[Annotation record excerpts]
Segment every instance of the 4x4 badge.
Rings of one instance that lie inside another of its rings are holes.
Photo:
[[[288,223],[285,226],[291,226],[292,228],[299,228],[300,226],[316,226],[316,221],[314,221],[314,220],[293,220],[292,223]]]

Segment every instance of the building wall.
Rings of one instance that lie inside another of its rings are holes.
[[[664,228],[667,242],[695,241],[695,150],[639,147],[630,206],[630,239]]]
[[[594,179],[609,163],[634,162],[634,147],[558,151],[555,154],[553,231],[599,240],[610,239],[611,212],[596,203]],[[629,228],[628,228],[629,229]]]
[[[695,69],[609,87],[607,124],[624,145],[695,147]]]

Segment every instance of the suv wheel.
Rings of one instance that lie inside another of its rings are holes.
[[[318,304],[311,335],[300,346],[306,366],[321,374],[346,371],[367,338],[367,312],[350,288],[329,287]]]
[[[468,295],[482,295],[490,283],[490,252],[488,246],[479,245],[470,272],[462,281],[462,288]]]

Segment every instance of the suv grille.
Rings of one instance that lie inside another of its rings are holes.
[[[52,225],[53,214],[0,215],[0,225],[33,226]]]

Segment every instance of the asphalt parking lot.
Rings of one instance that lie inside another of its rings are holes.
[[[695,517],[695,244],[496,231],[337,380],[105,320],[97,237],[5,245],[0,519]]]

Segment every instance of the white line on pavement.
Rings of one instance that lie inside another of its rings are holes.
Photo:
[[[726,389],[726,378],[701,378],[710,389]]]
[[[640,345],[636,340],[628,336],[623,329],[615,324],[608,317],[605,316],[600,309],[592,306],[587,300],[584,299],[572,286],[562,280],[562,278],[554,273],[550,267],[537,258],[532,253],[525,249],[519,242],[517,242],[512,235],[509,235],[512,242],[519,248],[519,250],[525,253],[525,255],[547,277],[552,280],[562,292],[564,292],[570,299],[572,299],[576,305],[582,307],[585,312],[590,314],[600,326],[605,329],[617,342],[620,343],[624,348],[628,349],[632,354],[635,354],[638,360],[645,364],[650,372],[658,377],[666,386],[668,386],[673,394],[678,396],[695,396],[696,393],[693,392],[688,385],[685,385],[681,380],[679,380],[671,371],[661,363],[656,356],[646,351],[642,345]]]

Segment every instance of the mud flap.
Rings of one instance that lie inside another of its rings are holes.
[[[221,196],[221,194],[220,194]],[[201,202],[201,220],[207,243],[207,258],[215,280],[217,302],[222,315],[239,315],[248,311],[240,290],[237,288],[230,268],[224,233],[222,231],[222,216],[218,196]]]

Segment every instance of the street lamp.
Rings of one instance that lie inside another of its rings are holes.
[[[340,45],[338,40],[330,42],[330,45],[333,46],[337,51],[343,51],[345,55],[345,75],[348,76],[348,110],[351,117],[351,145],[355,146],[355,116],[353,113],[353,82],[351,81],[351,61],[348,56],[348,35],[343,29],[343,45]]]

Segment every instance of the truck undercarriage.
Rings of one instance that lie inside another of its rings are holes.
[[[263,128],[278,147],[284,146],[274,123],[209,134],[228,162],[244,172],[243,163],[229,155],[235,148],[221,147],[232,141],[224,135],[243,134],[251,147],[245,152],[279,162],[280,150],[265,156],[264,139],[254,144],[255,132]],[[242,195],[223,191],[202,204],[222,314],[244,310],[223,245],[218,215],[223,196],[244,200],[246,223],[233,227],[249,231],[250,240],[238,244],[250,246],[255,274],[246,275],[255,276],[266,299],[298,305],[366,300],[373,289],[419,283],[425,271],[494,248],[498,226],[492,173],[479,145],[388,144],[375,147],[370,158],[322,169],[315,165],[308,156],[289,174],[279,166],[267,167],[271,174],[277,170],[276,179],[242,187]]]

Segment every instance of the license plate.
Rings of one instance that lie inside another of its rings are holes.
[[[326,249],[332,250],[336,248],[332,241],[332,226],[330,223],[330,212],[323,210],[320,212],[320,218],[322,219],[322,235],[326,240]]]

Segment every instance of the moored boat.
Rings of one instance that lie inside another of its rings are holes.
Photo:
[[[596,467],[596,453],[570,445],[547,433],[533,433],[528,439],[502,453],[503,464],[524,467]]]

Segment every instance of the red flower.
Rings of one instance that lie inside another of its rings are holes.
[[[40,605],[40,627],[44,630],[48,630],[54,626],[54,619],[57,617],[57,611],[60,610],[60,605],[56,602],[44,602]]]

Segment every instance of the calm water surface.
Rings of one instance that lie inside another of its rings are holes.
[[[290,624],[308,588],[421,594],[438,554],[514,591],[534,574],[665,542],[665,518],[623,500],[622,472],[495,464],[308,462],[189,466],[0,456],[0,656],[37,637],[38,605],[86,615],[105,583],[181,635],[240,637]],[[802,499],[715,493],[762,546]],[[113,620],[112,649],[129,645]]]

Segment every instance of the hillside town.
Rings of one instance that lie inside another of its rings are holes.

* [Aim]: Reproduce the entire listing above word for word, line by line, with no changes.

* [Output below]:
Segment every instance of the 4x4 badge.
Rings of one instance that lie inside another of its rings are holes.
Photo:
[[[288,223],[285,226],[291,226],[292,228],[299,228],[300,226],[316,226],[316,221],[314,221],[314,220],[293,220],[292,223]]]

Segment every instance of the building wall.
Rings of one instance that lie inside another of its rings are holes.
[[[664,228],[667,242],[695,241],[695,150],[639,147],[630,206],[630,239]]]
[[[594,179],[609,163],[634,162],[634,147],[558,151],[555,154],[553,231],[599,240],[610,239],[611,212],[596,203]],[[629,228],[628,228],[629,229]]]
[[[695,69],[609,87],[607,124],[624,145],[695,147]]]

Segment every instance of the suv wheel.
Rings of one instance that lie inside another of its rings are holes.
[[[318,304],[311,335],[300,346],[306,366],[321,374],[346,371],[367,338],[367,312],[350,288],[329,287]]]
[[[468,295],[482,295],[490,283],[490,252],[488,246],[479,245],[470,272],[462,281],[462,288]]]

Segment every instance of the suv grille.
Rings of one instance that lie inside another of its rings are holes.
[[[52,225],[53,214],[0,215],[0,225],[33,226]]]

Segment every instance of the asphalt parking lot.
Rings of one instance that lie inside another of its rings are holes.
[[[695,517],[695,244],[496,231],[337,380],[105,320],[97,237],[5,245],[0,519]]]

Segment every instance of the white line on pavement.
Rings of one instance that lie inside another of its rings are holes.
Photo:
[[[726,389],[726,378],[701,378],[710,389]]]
[[[640,345],[636,340],[628,336],[623,329],[615,324],[608,317],[605,316],[600,309],[592,306],[587,300],[584,299],[572,286],[562,280],[562,278],[554,273],[550,267],[537,258],[532,253],[525,249],[519,242],[517,242],[512,235],[509,235],[512,242],[519,248],[519,250],[525,253],[525,255],[547,277],[552,280],[562,292],[564,292],[570,299],[572,299],[576,305],[582,307],[585,312],[590,314],[600,326],[605,329],[617,342],[620,343],[624,348],[628,349],[632,354],[635,354],[638,360],[645,364],[650,372],[658,377],[666,386],[668,386],[673,394],[678,396],[695,396],[696,393],[693,392],[688,385],[685,385],[681,380],[679,380],[671,371],[661,363],[656,356],[646,351],[642,345]]]

Segment every instance of the mud flap.
Rings of one instance that lie inside another of its rings are holes.
[[[221,196],[221,194],[220,194]],[[201,202],[201,220],[207,243],[207,258],[215,280],[217,302],[222,315],[239,315],[248,311],[240,290],[237,288],[230,268],[224,233],[222,231],[222,216],[218,196]]]

Segment every instance of the street lamp.
Rings of one instance that lie inside another of its rings are holes.
[[[340,45],[338,40],[330,42],[330,45],[333,46],[337,51],[343,51],[345,55],[345,75],[348,76],[348,110],[351,117],[351,145],[355,146],[355,116],[353,113],[353,82],[351,81],[351,61],[348,56],[348,35],[343,29],[343,45]]]

Segment every instance of the truck undercarriage.
Rings of one instance that lie inside another of its rings are holes.
[[[263,128],[278,147],[284,146],[274,123],[209,134],[228,162],[244,172],[243,163],[229,155],[235,148],[221,147],[232,141],[224,135],[243,134],[251,147],[245,152],[279,162],[280,150],[265,156],[264,139],[254,144],[255,132]],[[242,195],[223,191],[202,204],[222,314],[244,310],[223,245],[218,215],[223,196],[244,200],[246,223],[233,227],[249,231],[250,240],[238,244],[250,246],[255,274],[246,275],[255,276],[266,299],[298,305],[366,300],[373,289],[419,283],[425,271],[494,248],[498,226],[492,173],[479,145],[388,144],[375,147],[370,158],[322,169],[315,165],[308,156],[289,174],[279,166],[267,167],[271,174],[277,170],[276,179],[242,187]]]

Segment every instance of the license plate.
Rings of one instance that lie inside another of its rings are holes.
[[[326,249],[332,250],[336,248],[332,241],[332,226],[330,223],[330,212],[323,210],[320,212],[320,218],[322,219],[322,235],[326,240]]]

Segment every instance of the moored boat.
Rings of one instance that lie inside another of its rings are holes.
Photo:
[[[596,467],[596,453],[570,445],[547,433],[533,433],[528,439],[502,453],[503,464],[524,467]]]

Segment every instance of the red flower.
Rings of one instance that lie inside another of its rings are holes.
[[[40,605],[40,627],[44,630],[48,630],[54,626],[54,619],[57,617],[57,611],[60,610],[60,605],[56,602],[44,602]]]

Segment every instance of the calm water surface.
Rings of one instance that lie inside another of its rings are holes.
[[[290,624],[308,588],[421,594],[438,554],[514,591],[534,574],[665,542],[665,518],[623,500],[622,472],[495,464],[308,462],[189,466],[0,456],[0,656],[37,637],[38,605],[86,615],[105,583],[181,635],[240,637]],[[802,499],[715,493],[762,546]],[[113,620],[112,649],[129,645]]]

Segment every instance of the hillside town.
Rings of one instance that lie inside another of its rings are holes.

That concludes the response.